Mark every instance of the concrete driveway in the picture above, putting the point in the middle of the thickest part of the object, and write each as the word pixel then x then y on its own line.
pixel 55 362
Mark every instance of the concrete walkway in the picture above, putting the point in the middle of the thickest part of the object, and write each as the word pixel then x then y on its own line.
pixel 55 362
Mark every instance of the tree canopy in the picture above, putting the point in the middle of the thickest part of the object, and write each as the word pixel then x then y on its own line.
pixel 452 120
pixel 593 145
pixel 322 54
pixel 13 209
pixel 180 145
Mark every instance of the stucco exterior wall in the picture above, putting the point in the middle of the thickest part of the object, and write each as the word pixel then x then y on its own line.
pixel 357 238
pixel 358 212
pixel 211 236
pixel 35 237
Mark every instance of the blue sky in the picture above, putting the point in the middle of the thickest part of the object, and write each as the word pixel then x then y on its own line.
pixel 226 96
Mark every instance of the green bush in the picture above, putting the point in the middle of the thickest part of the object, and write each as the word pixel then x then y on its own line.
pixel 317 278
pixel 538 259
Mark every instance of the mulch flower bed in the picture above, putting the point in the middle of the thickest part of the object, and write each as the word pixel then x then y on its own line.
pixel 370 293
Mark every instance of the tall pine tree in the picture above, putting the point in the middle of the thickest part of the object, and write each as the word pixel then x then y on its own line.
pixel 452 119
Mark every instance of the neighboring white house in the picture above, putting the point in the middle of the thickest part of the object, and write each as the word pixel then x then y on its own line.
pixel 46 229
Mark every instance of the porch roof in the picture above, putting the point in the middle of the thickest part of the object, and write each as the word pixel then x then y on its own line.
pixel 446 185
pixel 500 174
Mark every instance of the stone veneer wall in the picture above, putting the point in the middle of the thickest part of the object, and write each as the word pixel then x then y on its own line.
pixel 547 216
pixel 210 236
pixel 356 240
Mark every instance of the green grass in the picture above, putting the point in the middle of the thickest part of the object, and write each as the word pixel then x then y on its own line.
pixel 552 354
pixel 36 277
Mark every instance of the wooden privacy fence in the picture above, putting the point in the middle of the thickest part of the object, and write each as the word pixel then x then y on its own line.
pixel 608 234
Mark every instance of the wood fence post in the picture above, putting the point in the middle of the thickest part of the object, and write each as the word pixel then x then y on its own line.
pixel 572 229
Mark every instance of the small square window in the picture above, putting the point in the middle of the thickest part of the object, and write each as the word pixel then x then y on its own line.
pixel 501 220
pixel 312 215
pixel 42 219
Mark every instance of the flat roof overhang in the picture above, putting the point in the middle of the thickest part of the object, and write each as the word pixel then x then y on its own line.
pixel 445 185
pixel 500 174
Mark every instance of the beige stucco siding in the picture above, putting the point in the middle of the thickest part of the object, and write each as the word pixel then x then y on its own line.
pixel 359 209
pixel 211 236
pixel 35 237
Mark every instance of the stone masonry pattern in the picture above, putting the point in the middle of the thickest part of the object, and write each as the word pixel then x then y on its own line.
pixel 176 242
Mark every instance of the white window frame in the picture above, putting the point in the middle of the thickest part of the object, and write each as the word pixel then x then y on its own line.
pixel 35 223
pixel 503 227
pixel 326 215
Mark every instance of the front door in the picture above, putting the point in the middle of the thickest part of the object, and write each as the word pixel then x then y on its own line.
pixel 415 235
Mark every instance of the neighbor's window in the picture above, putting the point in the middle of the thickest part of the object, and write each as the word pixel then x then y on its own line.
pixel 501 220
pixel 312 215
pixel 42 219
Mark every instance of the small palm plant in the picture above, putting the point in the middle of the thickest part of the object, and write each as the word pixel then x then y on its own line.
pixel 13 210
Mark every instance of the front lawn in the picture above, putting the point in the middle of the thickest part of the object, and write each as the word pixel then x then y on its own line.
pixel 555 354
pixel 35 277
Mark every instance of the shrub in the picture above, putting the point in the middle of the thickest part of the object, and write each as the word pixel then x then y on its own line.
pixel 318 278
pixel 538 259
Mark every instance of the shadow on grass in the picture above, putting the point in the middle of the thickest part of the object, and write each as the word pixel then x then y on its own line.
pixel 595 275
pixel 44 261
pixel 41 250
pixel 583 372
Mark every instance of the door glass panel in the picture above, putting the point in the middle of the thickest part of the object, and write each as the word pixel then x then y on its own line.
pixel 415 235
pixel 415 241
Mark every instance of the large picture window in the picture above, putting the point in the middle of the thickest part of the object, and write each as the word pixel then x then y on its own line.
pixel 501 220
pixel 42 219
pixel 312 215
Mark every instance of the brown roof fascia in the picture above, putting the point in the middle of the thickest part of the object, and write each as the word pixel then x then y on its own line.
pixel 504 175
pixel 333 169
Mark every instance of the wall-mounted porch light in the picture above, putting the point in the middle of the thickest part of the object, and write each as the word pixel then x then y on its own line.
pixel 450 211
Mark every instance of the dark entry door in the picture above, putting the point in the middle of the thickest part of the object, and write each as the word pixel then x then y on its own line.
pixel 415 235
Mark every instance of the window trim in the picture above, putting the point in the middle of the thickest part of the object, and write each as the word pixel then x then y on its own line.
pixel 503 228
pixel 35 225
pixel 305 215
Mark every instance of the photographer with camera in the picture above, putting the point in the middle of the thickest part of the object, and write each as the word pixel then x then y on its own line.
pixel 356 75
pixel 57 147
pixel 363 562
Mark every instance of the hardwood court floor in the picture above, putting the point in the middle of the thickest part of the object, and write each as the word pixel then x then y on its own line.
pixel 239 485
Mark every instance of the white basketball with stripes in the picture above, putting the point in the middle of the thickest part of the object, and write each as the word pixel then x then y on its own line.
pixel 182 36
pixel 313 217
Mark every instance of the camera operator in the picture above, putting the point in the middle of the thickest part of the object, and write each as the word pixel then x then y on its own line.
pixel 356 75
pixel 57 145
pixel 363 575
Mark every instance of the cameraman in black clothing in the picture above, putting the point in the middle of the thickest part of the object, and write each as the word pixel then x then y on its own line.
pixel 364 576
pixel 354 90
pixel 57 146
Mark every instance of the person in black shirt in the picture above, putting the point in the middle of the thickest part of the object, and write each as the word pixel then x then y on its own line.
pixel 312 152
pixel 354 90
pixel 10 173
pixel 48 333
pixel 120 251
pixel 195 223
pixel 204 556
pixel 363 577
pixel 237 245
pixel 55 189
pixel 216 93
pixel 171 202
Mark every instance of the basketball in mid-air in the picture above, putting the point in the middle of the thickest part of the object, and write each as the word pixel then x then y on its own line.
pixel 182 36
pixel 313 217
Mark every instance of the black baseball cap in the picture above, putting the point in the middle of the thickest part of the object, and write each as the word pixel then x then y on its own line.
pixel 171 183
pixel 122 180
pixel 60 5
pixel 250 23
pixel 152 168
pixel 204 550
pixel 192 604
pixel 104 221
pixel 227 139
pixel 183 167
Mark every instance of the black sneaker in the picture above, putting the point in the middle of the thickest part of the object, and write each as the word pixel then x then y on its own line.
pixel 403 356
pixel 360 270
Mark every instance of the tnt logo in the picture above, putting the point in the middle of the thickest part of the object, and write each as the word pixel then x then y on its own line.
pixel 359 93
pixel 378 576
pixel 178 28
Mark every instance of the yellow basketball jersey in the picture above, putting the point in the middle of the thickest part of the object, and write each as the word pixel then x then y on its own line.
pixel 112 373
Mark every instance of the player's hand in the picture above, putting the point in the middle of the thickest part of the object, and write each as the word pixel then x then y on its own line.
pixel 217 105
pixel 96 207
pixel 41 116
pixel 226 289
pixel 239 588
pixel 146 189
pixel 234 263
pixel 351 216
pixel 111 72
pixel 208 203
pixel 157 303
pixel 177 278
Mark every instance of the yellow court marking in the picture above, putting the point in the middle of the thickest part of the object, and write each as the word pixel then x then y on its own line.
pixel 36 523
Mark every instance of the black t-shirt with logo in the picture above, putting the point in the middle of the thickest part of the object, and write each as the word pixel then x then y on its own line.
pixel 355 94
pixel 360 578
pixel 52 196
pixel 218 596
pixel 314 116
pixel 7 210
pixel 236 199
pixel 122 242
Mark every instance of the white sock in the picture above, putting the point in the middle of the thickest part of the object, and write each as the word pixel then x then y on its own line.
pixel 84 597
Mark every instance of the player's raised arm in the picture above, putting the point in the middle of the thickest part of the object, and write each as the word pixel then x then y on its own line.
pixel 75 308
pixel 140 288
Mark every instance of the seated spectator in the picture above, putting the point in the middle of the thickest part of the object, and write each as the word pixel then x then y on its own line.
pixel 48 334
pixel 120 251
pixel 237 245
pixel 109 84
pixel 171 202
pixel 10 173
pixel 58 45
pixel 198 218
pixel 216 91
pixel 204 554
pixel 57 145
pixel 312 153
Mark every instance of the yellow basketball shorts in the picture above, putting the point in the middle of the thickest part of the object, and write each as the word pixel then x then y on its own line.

########################################

## [Aim of the task]
Print precisely the lines from the one with "Mark every instance of the seated" through the end of the data above, adding nothing.

## [Result of the task]
Mark every instance of the seated spectator in the picture above, putting the point in the middle of the thickest part of the object, and write each as the word pixel then x then y on its own line.
pixel 48 334
pixel 120 251
pixel 237 245
pixel 109 84
pixel 171 202
pixel 10 173
pixel 58 45
pixel 198 218
pixel 216 91
pixel 204 554
pixel 57 145
pixel 312 153
Mark every instance of the yellow basketball shorts in the picture above, putting the point in the middle of the thickest part of the object, and write each as the word pixel then x then y on its own line.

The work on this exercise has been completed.